_Your goal_
Please reproduce the Wake Up Calgary recap word for word, starting with "If you tuned" and going on through "start applying today.".

E1 Curiosity & Local Empowerment
“Curiosity & Local Empowerment ”
If you tuned in to Wake Up Calgary this morning, you heard a whirlwind tour of two of the biggest forces shaping our work lives today: artificial intelligence and cybercrime. The show took us from the excitement of generative AI as a strategic brainstorming partner to the stark reality of ransomware-as-a-service, which threatens every business, big or small. Whether you run a boutique coffee shop on 16 Avenue SW, a tech start‑up in the Beltline, or a family‑owned service firm, the insights shared by AI expert Rebecca Boltzmann, cyber‑security pros Stephen Nichols and Vince Phung, and even the culinary story of Mina’s Brazilian‑style steakhouse are all clues on how to stay ahead, stay safe, and stay human. Below are the most actionable lessons you can walk away with and start applying today.
1. Treat AI as a thought partner, not a fact‑checker
Rebecca reminded us that generative AI can do far more than churn out a paragraph of copy. Its real power lies in helping you think bigger: draft strategy outlines, spot hidden trends in years of sales data, and generate fresh ideas when you feel stuck.
But there’s a catch: AI is a creative engine, not a search engine. Its output can “hallucinate,” mixing truth with invented details. The safest workflow is to let the model spark ideas, then verify every claim before publishing or making decisions. In practice, run the AI‑generated content through a quick fact‑check or ask a colleague to review it. This keeps your brand credible while still harvesting the speed advantage AI offers.
2. Preserve your authentic brand voice
Listeners learned that customers can instantly detect when copy feels robotic. A study cited by Rebecca showed people are more likely to disengage if they suspect a piece was written by a machine. The solution? Blend AI assistance with your unique tone. Use the model to draft, then edit to inject your personality, humor, or local flavor. Think of AI as the raw dough and you as the baker who decides whether the final loaf should be sourdough, rye, or a sweet cinnamon twist.
3. Spot trends faster than your competition
One of AI’s most underrated abilities is its capacity to digest massive data sets in seconds. Feed it a decade’s worth of social‑media metrics, sales numbers, or market research, and it can surface emerging patterns you might have missed. For Calgary businesses, this could mean recognizing a growing demand for locally sourced ingredients (as seen in Mina’s popularity) or detecting early signs of a shift in consumer sentiment toward sustainability. Use AI‑driven trend analysis to adjust product lines, marketing messages, or inventory before the market catches up.
4. Adopt a three‑tiered approach to ethical AI
Rebecca broke ethical AI into three layers:
Individual responsibility – Question every output, especially when it touches sensitive topics. AI models have been trained on biased data and can reproduce harmful stereotypes if unchecked.

[Data drawn from a collection]
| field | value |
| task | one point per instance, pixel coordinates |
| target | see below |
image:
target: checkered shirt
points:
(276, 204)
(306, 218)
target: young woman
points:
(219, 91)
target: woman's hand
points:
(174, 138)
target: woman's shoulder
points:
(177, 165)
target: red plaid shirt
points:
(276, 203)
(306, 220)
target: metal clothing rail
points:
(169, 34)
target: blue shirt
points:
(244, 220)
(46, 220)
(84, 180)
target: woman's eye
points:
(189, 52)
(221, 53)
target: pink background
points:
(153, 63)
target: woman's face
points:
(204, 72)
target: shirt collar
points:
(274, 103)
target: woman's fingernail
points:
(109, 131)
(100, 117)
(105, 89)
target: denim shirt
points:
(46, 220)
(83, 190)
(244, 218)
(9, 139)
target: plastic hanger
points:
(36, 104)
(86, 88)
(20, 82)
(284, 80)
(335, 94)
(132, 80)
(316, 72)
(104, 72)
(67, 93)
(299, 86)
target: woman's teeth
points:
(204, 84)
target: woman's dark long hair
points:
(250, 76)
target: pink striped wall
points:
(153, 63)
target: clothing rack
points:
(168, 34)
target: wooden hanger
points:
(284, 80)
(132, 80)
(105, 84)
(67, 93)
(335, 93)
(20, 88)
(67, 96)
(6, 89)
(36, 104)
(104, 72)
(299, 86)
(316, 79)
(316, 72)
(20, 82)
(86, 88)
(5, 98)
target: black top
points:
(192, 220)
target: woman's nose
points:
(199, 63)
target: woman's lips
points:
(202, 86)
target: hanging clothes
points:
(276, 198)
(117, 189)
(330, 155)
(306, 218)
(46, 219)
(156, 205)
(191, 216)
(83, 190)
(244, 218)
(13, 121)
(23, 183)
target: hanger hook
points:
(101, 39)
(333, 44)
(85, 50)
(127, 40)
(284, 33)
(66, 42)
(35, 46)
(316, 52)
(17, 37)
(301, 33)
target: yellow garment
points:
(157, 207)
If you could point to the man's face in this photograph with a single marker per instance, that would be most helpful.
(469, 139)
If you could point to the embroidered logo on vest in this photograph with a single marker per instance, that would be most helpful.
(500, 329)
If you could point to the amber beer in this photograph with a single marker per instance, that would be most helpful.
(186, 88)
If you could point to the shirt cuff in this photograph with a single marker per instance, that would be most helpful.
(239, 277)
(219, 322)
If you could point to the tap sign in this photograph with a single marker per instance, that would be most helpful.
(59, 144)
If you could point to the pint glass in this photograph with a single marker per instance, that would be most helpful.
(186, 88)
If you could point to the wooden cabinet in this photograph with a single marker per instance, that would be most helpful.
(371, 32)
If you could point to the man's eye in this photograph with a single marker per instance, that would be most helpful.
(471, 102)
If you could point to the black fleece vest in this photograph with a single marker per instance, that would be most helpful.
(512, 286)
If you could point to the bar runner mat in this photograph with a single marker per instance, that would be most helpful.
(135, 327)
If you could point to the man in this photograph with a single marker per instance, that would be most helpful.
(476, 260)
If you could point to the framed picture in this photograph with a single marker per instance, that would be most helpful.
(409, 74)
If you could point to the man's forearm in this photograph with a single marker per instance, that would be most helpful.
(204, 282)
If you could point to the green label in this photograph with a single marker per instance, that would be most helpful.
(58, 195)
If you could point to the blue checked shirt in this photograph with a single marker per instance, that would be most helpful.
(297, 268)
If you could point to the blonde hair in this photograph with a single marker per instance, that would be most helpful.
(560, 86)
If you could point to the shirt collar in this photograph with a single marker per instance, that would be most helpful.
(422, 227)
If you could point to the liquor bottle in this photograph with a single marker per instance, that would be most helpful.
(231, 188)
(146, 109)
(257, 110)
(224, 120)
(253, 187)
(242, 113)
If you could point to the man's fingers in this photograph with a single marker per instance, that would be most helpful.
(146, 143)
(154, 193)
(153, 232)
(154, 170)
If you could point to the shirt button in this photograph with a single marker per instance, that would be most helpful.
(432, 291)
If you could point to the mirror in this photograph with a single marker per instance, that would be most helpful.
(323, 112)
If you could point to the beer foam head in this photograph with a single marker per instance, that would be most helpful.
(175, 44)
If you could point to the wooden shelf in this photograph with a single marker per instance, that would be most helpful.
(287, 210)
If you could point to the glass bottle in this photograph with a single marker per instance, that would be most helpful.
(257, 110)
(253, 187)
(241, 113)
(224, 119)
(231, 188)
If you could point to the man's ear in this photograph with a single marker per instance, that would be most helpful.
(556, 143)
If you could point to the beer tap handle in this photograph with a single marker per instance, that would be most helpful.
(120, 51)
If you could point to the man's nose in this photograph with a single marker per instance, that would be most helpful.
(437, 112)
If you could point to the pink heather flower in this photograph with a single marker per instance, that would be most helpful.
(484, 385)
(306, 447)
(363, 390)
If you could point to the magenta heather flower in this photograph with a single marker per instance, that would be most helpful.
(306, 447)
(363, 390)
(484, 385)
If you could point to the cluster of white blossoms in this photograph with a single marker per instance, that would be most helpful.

_Task answer_
If you tuned in to Wake Up Calgary this morning, you heard a whirlwind tour of two of the biggest forces shaping our work lives today: artificial intelligence and cybercrime. The show took us from the excitement of generative AI as a strategic brainstorming partner to the stark reality of ransomware-as-a-service, which threatens every business, big or small. Whether you run a boutique coffee shop on 16 Avenue SW, a tech start‑up in the Beltline, or a family‑owned service firm, the insights shared by AI expert Rebecca Boltzmann, cyber‑security pros Stephen Nichols and Vince Phung, and even the culinary story of Mina’s Brazilian‑style steakhouse are all clues on how to stay ahead, stay safe, and stay human. Below are the most actionable lessons you can walk away with and start applying today.